## Task requirements
Identify every line in the records below that contains the word "beach", and copy each of those lines.

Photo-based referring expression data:
────────────────────────────────────────
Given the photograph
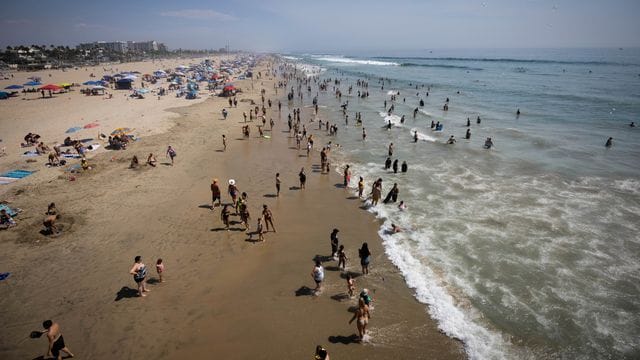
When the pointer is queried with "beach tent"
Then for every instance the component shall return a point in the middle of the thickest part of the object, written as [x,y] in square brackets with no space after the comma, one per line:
[124,84]
[51,87]
[121,131]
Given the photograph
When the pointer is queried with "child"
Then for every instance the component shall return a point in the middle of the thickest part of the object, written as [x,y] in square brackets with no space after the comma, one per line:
[259,230]
[351,286]
[225,216]
[342,257]
[160,269]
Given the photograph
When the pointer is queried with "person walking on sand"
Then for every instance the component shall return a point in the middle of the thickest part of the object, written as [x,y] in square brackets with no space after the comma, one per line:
[171,153]
[351,286]
[224,216]
[365,258]
[56,341]
[215,194]
[268,217]
[347,176]
[363,316]
[342,258]
[318,276]
[139,272]
[303,178]
[160,269]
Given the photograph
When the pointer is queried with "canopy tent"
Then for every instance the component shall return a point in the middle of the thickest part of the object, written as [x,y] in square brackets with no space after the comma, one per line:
[51,87]
[124,84]
[121,131]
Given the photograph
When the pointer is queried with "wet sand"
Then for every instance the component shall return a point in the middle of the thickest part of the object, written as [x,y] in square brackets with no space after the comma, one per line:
[224,297]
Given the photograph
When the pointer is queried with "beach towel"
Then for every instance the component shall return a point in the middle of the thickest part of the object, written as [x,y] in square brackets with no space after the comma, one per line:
[6,180]
[73,129]
[9,211]
[17,174]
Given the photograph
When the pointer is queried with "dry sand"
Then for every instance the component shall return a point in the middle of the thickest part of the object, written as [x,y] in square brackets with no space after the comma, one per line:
[224,297]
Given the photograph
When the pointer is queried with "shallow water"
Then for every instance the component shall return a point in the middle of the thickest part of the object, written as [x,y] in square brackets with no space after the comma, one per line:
[529,249]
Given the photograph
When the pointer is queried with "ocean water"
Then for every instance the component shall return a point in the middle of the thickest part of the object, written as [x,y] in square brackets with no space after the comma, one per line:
[530,249]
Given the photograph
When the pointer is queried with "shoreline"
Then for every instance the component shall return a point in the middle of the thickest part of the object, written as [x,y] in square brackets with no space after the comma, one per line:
[220,291]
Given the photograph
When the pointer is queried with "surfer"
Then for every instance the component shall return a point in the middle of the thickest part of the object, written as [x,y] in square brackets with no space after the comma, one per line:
[488,144]
[387,163]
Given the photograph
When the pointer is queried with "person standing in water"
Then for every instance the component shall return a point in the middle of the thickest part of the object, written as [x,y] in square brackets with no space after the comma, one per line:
[334,242]
[363,316]
[56,341]
[171,153]
[365,258]
[303,178]
[318,276]
[139,272]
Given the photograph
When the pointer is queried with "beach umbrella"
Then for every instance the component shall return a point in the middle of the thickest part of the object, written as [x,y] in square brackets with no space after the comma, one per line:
[51,87]
[121,131]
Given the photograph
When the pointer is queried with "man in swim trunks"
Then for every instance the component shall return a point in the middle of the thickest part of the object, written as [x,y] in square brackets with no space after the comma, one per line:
[215,194]
[268,217]
[56,341]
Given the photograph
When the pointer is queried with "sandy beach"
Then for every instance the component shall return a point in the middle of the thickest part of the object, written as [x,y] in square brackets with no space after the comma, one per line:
[224,296]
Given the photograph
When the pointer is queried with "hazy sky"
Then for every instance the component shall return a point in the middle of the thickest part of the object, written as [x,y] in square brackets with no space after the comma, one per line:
[326,25]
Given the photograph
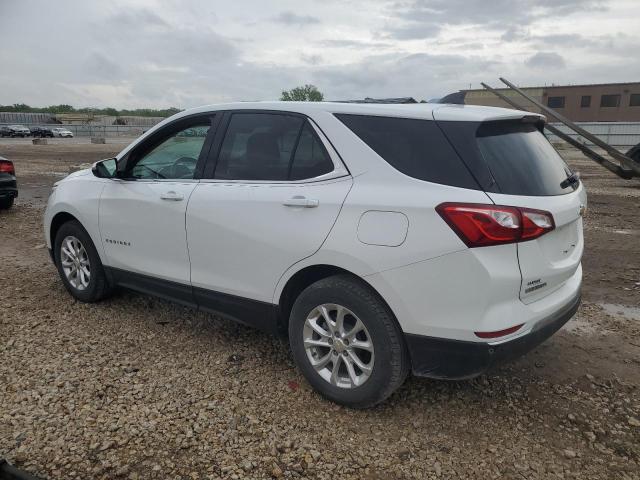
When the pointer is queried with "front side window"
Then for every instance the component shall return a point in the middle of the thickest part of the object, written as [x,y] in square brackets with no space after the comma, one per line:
[175,157]
[271,147]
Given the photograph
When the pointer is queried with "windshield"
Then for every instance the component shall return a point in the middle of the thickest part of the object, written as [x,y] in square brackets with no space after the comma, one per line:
[521,160]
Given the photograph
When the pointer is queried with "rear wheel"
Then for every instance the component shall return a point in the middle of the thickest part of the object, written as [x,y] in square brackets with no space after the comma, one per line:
[347,343]
[79,265]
────────────────────────────────────────
## Expected output
When the pointer is queried with "beach tent"
When the pointer is queried with "beach towel"
When the pointer is queried with "beach umbrella"
When the pointer is queried with "sandy beach"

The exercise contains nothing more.